**GOAL**
Copy the lines from the one containing "Can you see the calm" through the last line, requests included. Scale every coordinate in the answers by 2.05 and round each to a whole number, with halves rounded up.

**SUPPLIED INFORMATION**

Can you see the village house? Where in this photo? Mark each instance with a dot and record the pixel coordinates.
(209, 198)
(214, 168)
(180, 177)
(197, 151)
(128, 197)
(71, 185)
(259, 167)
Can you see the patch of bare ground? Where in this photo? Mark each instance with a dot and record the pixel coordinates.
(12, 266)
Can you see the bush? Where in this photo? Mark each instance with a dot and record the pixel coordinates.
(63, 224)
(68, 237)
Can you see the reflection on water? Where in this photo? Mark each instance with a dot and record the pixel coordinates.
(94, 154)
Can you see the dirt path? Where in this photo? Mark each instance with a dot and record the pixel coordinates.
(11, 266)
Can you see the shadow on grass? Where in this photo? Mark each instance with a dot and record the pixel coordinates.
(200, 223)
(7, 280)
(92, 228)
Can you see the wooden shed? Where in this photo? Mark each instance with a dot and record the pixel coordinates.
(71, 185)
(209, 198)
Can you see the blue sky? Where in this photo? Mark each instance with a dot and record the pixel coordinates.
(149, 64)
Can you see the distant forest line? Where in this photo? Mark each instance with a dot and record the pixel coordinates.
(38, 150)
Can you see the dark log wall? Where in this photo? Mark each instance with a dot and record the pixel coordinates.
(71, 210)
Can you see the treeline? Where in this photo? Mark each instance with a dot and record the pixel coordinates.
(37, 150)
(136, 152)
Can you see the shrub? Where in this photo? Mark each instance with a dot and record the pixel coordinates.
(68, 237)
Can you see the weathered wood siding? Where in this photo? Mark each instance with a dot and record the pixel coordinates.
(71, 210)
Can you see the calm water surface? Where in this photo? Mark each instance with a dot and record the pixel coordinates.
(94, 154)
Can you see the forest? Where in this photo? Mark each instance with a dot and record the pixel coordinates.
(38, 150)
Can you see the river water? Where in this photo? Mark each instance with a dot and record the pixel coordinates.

**FINISHED EXERCISE**
Can you see the calm water surface? Where in this photo? Mark each instance with a dot and record the pixel coordinates.
(193, 316)
Can you see the forest? Where in this photo? Mark each instance with a dot and record the pixel coordinates.
(78, 308)
Can you see the river water? Where in this photo? Mark each instance with a dot and record the pixel coordinates.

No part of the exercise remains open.